- **Text excerpt**:
▬▬▬▬▬▬▬▬▬▬

David- There is a saying that “fortuitous outcomes reinforce poor tactics,” meaning that just because we got lucky doesn’t mean that we really came up with the best solution. Critical debriefs…just like we do here…are invaluable in learning how to reduce the role of luck.
Rob- Where would I learn to plan my defense?
David- The best place is right in the 8 inches between your ears.
Rob- Where are we headed for our last story?
David- Our fourth story took place in Atlanta, Georgia.
Rob- Fourth story- Are you armed at work?
You are a woman and you drive for a rideshare company. It is a half-hour before midnight when you drop a ride at a motel. The passenger gets in his car and tries to block you in the motel parking lot. You drive around him and he follows you. You pull into a shopping center parking lot. Your pursuer gets out of his car and moves toward you. You present your firearm and shoot him. Now he stops.
Your attacker claimed to be an off duty policeman. In fact, he is a 21 year old male with drugs in his car. He is taken to the hospital for treatment of his gunshot wounds. He is arrested for aggravated assault with a motor vehicle, impersonating a police officer, possession of cocaine, marajuana, and drug paraphernalia. He is held in jail awaiting bond.
David- I like that she was armed and had her permit. I like that our defender recognized a threat when a stranger got out of his car and closed the distance. She had run into a curb and could not drive her car away. She stopped shooting when the threat stopped. She stayed at the scene, called 911, and gave a brief statement to the police.

▬▬▬▬▬▬▬▬▬▬

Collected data
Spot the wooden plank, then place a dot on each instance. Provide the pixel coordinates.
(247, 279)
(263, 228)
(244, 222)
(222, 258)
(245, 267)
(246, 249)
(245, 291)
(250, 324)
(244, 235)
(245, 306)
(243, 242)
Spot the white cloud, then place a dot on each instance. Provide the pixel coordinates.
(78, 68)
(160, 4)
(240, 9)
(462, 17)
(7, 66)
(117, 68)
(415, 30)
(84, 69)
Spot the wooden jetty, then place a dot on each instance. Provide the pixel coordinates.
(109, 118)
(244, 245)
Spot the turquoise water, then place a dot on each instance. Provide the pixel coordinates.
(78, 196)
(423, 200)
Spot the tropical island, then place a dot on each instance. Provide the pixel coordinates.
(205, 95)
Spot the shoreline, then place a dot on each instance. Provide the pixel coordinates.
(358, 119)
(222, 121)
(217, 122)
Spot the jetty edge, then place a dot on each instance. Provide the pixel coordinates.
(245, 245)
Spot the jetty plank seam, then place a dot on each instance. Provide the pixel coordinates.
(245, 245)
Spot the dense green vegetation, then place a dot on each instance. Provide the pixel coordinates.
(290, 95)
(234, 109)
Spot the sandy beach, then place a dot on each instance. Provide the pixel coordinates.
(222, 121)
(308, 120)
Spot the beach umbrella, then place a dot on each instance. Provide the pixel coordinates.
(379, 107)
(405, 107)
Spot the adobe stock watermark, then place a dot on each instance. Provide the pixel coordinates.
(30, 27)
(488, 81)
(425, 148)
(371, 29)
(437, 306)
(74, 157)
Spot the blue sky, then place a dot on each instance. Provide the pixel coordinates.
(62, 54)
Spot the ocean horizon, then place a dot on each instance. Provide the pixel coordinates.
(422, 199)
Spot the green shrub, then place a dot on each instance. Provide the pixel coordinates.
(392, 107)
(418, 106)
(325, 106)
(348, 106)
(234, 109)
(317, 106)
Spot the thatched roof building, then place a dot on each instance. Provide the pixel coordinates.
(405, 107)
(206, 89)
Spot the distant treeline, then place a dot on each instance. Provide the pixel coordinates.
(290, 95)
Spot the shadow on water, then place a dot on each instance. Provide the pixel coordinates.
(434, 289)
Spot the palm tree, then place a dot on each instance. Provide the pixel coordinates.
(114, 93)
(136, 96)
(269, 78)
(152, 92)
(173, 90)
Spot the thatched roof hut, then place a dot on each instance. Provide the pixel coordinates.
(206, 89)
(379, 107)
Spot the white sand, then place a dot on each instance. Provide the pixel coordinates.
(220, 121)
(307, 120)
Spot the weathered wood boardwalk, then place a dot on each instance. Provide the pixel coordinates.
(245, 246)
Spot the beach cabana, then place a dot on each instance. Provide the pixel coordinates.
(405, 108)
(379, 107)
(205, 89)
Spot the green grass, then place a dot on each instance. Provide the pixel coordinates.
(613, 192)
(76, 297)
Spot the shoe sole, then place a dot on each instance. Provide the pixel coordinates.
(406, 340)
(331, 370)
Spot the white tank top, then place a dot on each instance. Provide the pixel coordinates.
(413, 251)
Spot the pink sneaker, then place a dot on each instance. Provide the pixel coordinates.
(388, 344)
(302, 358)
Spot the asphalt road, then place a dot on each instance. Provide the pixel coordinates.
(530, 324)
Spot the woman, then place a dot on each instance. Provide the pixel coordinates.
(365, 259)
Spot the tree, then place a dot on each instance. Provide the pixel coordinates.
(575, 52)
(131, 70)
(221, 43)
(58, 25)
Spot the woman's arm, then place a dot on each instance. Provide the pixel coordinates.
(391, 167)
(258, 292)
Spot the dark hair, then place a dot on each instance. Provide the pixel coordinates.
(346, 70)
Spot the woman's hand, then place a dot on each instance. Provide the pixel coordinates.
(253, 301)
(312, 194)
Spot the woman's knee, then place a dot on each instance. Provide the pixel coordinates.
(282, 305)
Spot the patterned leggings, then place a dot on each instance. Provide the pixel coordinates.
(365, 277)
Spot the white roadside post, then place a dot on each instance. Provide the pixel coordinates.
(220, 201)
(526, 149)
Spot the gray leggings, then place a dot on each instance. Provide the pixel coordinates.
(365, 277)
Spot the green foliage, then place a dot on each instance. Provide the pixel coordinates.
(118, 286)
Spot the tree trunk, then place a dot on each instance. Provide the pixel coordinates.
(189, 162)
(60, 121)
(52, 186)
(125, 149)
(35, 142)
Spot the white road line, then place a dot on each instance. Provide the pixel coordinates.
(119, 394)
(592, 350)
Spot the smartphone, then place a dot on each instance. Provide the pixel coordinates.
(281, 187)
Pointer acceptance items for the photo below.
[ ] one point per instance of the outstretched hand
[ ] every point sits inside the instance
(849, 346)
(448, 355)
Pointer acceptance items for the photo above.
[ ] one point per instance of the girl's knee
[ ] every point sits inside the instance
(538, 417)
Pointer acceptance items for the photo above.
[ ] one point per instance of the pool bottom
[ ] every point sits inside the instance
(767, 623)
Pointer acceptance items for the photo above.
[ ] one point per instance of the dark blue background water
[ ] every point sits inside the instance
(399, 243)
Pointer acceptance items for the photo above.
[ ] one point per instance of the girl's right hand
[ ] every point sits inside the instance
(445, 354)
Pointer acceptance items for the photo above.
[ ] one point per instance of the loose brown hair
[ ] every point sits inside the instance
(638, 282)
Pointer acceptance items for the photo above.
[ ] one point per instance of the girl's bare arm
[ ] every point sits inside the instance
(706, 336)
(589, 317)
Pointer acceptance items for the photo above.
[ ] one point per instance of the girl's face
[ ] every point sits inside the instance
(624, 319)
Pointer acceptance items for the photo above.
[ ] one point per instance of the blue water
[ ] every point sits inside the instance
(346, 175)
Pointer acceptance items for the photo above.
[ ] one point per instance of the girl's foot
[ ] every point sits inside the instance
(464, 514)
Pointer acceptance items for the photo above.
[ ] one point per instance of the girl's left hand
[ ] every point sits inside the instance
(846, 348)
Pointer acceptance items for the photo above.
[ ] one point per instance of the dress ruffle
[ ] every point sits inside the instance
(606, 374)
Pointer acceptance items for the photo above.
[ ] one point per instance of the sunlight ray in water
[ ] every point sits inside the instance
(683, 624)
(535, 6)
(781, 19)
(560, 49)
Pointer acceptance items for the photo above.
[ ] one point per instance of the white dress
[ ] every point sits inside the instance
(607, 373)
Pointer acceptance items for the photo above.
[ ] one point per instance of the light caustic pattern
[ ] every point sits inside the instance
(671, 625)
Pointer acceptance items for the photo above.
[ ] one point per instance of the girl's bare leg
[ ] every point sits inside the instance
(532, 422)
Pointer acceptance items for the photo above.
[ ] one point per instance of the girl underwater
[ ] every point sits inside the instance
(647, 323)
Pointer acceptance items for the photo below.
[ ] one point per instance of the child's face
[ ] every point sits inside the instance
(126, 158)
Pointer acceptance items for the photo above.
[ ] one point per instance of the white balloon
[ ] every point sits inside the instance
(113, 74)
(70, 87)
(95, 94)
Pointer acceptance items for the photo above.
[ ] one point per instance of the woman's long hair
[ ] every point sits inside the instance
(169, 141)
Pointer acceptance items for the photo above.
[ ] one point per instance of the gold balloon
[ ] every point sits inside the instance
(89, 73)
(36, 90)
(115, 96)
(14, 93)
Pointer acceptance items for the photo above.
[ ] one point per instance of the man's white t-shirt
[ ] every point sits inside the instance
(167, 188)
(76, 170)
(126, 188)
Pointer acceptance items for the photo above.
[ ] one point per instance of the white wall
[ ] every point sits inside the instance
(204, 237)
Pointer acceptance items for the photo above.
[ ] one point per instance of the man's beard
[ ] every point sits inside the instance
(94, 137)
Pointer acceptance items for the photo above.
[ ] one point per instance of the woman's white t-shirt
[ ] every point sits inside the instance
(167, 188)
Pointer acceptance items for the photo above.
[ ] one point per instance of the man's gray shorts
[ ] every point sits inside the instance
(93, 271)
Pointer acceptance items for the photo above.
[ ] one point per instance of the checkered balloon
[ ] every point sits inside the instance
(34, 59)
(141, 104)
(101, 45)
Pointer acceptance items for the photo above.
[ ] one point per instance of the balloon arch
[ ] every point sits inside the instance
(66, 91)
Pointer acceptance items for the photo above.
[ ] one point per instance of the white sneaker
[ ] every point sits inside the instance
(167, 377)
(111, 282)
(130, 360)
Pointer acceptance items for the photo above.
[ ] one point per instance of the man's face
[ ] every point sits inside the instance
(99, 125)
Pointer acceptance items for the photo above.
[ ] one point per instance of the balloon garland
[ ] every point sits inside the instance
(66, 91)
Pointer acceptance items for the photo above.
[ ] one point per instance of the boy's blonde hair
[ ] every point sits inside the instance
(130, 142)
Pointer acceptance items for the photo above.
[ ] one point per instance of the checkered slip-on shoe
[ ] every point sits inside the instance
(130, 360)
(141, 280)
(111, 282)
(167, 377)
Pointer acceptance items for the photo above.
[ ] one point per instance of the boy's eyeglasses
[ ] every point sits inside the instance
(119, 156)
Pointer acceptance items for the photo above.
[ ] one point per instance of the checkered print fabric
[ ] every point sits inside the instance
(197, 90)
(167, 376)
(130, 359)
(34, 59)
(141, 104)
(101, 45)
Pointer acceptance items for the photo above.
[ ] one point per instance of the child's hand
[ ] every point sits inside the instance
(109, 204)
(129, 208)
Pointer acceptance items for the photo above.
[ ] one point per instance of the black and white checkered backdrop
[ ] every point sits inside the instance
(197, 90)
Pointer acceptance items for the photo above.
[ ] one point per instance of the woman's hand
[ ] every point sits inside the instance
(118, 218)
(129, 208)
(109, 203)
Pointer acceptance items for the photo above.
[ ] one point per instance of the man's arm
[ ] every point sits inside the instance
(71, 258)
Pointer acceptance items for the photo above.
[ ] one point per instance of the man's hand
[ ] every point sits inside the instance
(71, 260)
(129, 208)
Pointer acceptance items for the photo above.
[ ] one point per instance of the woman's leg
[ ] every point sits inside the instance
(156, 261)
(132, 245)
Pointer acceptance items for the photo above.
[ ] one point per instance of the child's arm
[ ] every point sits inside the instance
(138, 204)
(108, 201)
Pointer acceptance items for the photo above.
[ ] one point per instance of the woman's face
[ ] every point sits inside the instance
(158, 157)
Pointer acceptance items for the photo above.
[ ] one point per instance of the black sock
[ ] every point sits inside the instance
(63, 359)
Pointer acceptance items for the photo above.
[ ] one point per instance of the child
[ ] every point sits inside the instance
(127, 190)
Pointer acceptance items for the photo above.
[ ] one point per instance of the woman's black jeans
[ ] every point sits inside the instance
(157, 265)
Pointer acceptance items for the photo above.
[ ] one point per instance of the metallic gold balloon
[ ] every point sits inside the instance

▬▬▬▬▬▬▬▬▬▬

- **Required action**: Repeat, word for word, everything in the self-defense discussion from "You are a woman" down to "Now he stops.".

- **Expected answer**:
You are a woman and you drive for a rideshare company. It is a half-hour before midnight when you drop a ride at a motel. The passenger gets in his car and tries to block you in the motel parking lot. You drive around him and he follows you. You pull into a shopping center parking lot. Your pursuer gets out of his car and moves toward you. You present your firearm and shoot him. Now he stops.